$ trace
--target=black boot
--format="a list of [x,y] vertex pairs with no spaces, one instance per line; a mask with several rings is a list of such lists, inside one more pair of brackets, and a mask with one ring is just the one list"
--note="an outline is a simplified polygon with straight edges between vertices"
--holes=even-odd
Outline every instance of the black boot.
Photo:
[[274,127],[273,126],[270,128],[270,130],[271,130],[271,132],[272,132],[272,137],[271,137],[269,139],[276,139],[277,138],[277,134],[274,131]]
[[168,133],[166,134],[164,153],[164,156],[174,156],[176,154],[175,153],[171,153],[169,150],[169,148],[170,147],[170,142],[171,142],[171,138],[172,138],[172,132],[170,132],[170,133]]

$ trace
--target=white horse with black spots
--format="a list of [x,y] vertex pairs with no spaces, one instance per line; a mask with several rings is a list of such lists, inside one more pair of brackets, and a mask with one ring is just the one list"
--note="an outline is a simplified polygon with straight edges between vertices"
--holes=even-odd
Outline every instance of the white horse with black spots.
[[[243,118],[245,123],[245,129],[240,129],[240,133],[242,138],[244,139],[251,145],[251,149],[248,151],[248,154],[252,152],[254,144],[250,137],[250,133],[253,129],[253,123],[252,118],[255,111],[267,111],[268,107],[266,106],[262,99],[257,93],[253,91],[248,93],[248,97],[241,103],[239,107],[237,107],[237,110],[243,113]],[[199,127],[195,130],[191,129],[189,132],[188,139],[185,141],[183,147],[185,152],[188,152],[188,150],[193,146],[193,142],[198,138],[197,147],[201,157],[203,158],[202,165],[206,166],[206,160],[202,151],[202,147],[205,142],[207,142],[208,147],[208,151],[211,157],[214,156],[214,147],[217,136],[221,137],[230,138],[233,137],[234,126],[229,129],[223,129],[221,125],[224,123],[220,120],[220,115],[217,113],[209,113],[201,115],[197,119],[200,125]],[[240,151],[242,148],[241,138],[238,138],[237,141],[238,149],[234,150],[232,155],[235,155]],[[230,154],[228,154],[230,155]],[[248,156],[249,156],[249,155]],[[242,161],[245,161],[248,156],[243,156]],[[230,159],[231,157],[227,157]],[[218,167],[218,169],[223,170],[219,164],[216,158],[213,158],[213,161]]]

-.-.-

DO THIS: Retype the entries exactly, including every line.

TASK RESULT:
$ trace
--target=black boot
--format="a list of [x,y] vertex pairs with no spaces, one instance per line; a mask with several rings is a list of such lists, inside one more pair of brackets, and a mask with one ring is just the one list"
--note="an outline is a simplified polygon with straight edges between vertices"
--holes=even-odd
Outline every instance of the black boot.
Photo:
[[274,127],[273,126],[270,128],[270,130],[271,130],[271,132],[272,132],[272,137],[271,137],[269,139],[276,139],[277,138],[277,134],[274,131]]
[[168,133],[166,134],[164,153],[164,156],[174,156],[176,154],[175,153],[171,153],[169,150],[169,148],[170,147],[170,142],[171,142],[171,138],[172,138],[172,132],[170,132],[170,133]]

$ trace
--target=white horse with black spots
--format="a list of [x,y] vertex pairs with no spaces, one instance per line; a mask with several rings is a list of such lists, inside one more pair of brackets, and a mask with one ring is just the one list"
--note="an outline is a simplified polygon with straight edges between vertices"
--holes=even-odd
Outline every instance of the white horse with black spots.
[[[243,118],[245,123],[245,129],[240,129],[240,133],[242,138],[244,139],[251,145],[251,149],[248,151],[248,154],[252,152],[254,144],[250,137],[250,133],[253,129],[253,123],[252,118],[255,111],[267,111],[268,107],[266,106],[262,99],[257,93],[253,91],[248,93],[248,97],[241,103],[239,107],[237,107],[237,110],[243,113]],[[199,127],[195,130],[191,129],[189,132],[188,139],[185,141],[183,147],[185,152],[188,152],[188,150],[193,146],[193,142],[198,138],[197,147],[201,157],[203,158],[202,165],[206,166],[206,160],[202,151],[202,147],[205,142],[207,142],[208,147],[208,151],[211,157],[214,156],[214,147],[217,136],[221,137],[230,138],[233,137],[234,126],[229,129],[223,129],[221,125],[224,123],[220,120],[220,115],[217,113],[209,113],[201,115],[197,119],[200,125]],[[240,151],[242,148],[241,138],[238,138],[237,141],[238,149],[234,150],[232,155],[235,155]],[[230,154],[228,154],[230,155]],[[248,156],[249,156],[249,155]],[[242,161],[245,161],[248,156],[243,156]],[[230,159],[231,157],[227,157]],[[218,167],[218,169],[223,170],[219,164],[216,158],[213,158],[213,161]]]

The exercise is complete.